Texte étudié -
Les trois gaillards de Jungle Sauce jouent presque à domicile ce soir. Lillois, ils ne sont qu’à un jeter de caillou de leurs terrains de jeu habituels. On les sent d’autant plus à l’aise, contents de les découvrir après plusieurs mois à les suivre en guettant l’opportunité de pouvoir venir les écouter. C’est très propre, techniquement très au point et la sauce prend rapidement (jeu de mot nul sans doute déjà fait mille fois). Ambiances changeantes, drops succulents, la salle s’anime et bouge de gauche à droite, d’avant en arrière, alors qu’elle n’est pas remplie autant que les artistes ne le méritent. Qu’à cela ne tienne : on aura plus de place pour dancer et sauter dans tous les sens. Le mix entre techno, jazz, rock (?) nous emballe et il va sans dire qu’on sera présent pour voir le trio ouvrir pour Tukan à l’Aéronef en Février, ce qui paraît d’autant plus évident que le lien de filiation entre les deux formations l’est également.
Quarante minutes à fond et puis s’en va. Le shot était intense, mais on a un peu de temps pour redescendre. Pas tant que ça au final, surtout au vu de ce qui se profile pour la suite de la soirée.

Votre consigne -
Recopiez sans rien changer, dans le compte rendu de concert ci-dessus, tout ce qui va de « Quarante minutes à » jusqu'à « de la soirée. ».

Données -
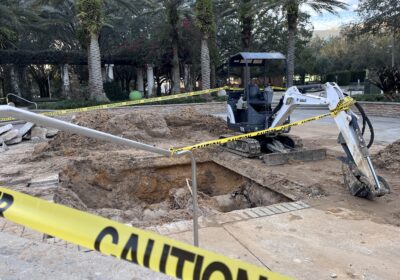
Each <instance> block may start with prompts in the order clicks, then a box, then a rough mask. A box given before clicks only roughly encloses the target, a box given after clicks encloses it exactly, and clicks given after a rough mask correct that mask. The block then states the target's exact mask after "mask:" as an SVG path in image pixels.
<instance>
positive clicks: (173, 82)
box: [172, 41, 181, 93]
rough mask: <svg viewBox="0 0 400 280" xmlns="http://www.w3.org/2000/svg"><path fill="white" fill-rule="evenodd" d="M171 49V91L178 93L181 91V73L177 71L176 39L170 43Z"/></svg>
mask: <svg viewBox="0 0 400 280" xmlns="http://www.w3.org/2000/svg"><path fill="white" fill-rule="evenodd" d="M172 50H173V58H172V84H173V86H172V93H179V92H181V73H180V71H179V54H178V43H177V42H176V41H174V42H173V44H172Z"/></svg>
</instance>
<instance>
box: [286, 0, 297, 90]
mask: <svg viewBox="0 0 400 280" xmlns="http://www.w3.org/2000/svg"><path fill="white" fill-rule="evenodd" d="M298 16H299V5H298V3H297V2H296V1H291V3H290V4H289V5H288V7H287V22H288V55H287V79H288V81H287V87H291V86H293V78H294V67H295V52H296V33H297V20H298Z"/></svg>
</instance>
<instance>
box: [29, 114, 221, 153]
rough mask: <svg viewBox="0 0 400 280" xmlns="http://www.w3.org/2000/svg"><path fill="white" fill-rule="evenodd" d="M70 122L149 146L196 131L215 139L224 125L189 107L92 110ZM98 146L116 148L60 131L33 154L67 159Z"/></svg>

Zone de réponse -
Quarante minutes à fond et puis s’en va. Le shot était intense, mais on a un peu de temps pour redescendre. Pas tant que ça au final, surtout au vu de ce qui se profile pour la suite de la soirée.